─── Input

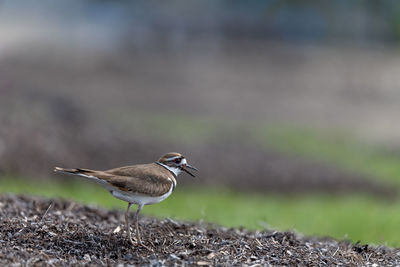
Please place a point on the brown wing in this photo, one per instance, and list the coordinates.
(153, 181)
(149, 179)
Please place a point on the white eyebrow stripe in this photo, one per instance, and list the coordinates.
(172, 158)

──────

* _Exercise directions_: Copy out every line of the data above word for word, omitting the pictures.

* _Output of the task_:
Please place a point on the brown wing in this photo, one per instance, and list the coordinates.
(153, 181)
(149, 179)
Please place a point on the white eyebrow stripe in this photo, one per instance, and list the coordinates.
(172, 158)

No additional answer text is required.